Source extract>
>>>
This simple way to create a X-ray standing wave in a paraxial geometry opens up the opportunity to develop new X-ray interferometry techniques to study natural and advanced man-made nanoscale materials, such as self-organised biosystems, photonic and colloidal crystals, and nanoelectronic materials. [Snigirev et al., Phys. Rev. Lett. (2009), 103] present a new and simple way to generate an X-ray periodic interference field such as a standing wave with variable period ranging from tens of nanometres to tens of micrometres. The proposed interferometer thus occupies the place between crystal and grating interferometers. The silicon bilens can generate standing waves with a 40 nm period above 50 keV. If diamond lenses were employed, then we could expect the smallest pitch to be 30 nm at energies E less than 12 keV. Contrary to Bonse-Hart interferometers and X-ray standing wave techniques, the bilens interferometer generates an interference pattern without the requirement of additional optics like crystals or multilayers. The interference occurs in air at a reasonable distance from the device itself allowing great flexibility in sample size and environment.
<<<
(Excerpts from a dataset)
>>>
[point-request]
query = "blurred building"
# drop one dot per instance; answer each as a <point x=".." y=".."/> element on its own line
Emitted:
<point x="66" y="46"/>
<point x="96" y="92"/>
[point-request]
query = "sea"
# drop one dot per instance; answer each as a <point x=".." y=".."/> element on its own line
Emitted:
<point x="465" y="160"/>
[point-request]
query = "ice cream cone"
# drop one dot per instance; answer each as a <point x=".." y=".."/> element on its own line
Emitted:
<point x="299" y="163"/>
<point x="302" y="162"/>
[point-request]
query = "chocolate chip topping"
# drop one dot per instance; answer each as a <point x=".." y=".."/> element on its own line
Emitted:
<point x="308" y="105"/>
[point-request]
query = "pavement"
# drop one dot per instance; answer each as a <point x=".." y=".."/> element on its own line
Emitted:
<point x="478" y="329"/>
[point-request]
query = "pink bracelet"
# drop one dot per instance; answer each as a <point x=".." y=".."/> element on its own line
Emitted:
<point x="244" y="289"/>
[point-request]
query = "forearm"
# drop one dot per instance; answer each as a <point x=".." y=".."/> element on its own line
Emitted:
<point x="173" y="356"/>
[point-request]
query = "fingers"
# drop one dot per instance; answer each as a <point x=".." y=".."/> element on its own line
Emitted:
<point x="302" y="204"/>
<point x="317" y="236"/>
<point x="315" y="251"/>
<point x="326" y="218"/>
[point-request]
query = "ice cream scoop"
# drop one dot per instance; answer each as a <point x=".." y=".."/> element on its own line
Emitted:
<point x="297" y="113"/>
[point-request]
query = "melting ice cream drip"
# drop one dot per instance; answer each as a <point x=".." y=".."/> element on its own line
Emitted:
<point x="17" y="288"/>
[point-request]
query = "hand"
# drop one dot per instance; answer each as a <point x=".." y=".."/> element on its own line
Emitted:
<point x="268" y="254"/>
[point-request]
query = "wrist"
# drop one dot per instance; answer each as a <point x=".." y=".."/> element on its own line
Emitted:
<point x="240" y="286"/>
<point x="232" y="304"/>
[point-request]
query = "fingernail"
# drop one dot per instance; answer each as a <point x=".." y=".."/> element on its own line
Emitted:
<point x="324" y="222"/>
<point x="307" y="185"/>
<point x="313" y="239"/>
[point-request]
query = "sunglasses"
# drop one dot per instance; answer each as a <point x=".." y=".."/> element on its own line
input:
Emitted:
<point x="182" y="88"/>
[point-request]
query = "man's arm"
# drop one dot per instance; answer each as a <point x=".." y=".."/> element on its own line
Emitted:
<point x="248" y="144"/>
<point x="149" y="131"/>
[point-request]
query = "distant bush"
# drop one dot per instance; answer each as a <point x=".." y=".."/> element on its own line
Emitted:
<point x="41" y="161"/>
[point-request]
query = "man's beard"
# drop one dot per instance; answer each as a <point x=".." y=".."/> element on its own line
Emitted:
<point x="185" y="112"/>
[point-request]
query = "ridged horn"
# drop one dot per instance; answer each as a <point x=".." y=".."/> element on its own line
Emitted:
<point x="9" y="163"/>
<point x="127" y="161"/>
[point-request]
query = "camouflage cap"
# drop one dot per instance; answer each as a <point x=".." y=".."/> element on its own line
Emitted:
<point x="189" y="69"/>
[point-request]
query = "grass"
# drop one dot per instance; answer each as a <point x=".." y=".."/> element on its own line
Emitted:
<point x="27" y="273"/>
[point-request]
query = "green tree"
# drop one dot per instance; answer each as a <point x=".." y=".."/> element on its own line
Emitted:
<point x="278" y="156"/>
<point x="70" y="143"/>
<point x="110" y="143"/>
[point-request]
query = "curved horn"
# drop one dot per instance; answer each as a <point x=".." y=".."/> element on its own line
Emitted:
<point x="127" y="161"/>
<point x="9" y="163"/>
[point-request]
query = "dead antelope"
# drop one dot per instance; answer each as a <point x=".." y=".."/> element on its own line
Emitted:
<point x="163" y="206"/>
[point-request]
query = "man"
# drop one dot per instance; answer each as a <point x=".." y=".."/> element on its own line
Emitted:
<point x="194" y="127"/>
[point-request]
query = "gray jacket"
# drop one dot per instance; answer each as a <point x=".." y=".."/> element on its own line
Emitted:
<<<
What to work on>
1. According to the passage on the X-ray bilens interferometer, what standing-wave period can the silicon bilens generate, and above what energy?
2. Extend the passage on the X-ray bilens interferometer, starting after its final sentence.

Answers for the tasks>
1. A 40 nm period above 50 keV.

2.
Such coherent spatially harmonic illumination can be used for new diffraction and imaging methods to study mesoscopic materials. A phase contrast imaging technique is feasible whereby a sample is inserted into one of the beams while they are separated, as in the case of a classical interferometer. Any interaction with that beam will induce significant changes in the interference pattern, allowing the extraction of high resolution information on the sample from the new phase pattern produced. A second technique would be Moiré imaging whereby the sample is placed behind the bilens within the interference field. Standing wave techniques are evident: a sample could be scanned across the periodic interference field and secondary processes (fluorescence, secondary electrons, etc.) would be detected by a detector placed to one side of the beam.
In addition to imaging applications, the bilens interferometer could also be used for coherence diagnostics at existing synchrotrons. Silicon bilenses are stable under extremely powerful beams and relatively insensitive to mechanical vibrations. We expect that they will also be widely used for beam characterisation for future free electron X-ray laser sources.